*WRITTEN PROBLEM*: Copy out the lines below, everything from the start down to the line containing "173), (192, 174)]", requests included, and offset every coordinate in the answers by -112. Leave the pictures out of your copy.

[Image region annotation data]
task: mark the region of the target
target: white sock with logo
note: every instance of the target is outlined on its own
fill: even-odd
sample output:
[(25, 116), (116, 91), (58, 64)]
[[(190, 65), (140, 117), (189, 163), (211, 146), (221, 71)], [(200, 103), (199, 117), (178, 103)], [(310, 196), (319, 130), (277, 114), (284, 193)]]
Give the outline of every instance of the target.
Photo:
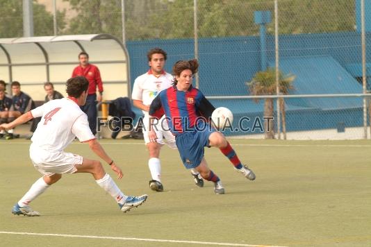
[(194, 174), (194, 175), (199, 175), (199, 172), (198, 172), (197, 171), (196, 171), (196, 169), (195, 169), (193, 168), (190, 169), (190, 172), (192, 173), (192, 174)]
[(123, 204), (125, 202), (125, 200), (128, 198), (127, 196), (125, 196), (124, 193), (121, 191), (108, 173), (106, 173), (104, 177), (95, 180), (95, 182), (97, 182), (98, 185), (104, 189), (106, 192), (108, 193), (113, 197), (117, 203)]
[(28, 189), (21, 200), (19, 200), (18, 205), (21, 207), (27, 206), (31, 201), (35, 200), (36, 197), (44, 193), (49, 186), (50, 185), (44, 181), (42, 177), (40, 178), (31, 185), (30, 189)]
[(148, 167), (154, 180), (161, 182), (161, 162), (158, 157), (151, 157), (148, 160)]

*SOLUTION TO THIS EXERCISE*:
task: mark the region of the target
target: white sock with logo
note: every instance of the target is outlined on its own
fill: even-odd
sample output:
[(25, 116), (116, 91), (58, 64)]
[[(190, 65), (140, 117), (189, 163), (211, 146), (221, 71)], [(200, 103), (199, 117), (178, 103)], [(310, 196), (319, 130), (277, 114), (284, 193)]]
Give the outline of every instance of the target.
Photo:
[(82, 62), (82, 63), (87, 63), (87, 60), (86, 60), (85, 59), (84, 59), (84, 57), (83, 57), (81, 56), (78, 57), (78, 60), (80, 61), (80, 62)]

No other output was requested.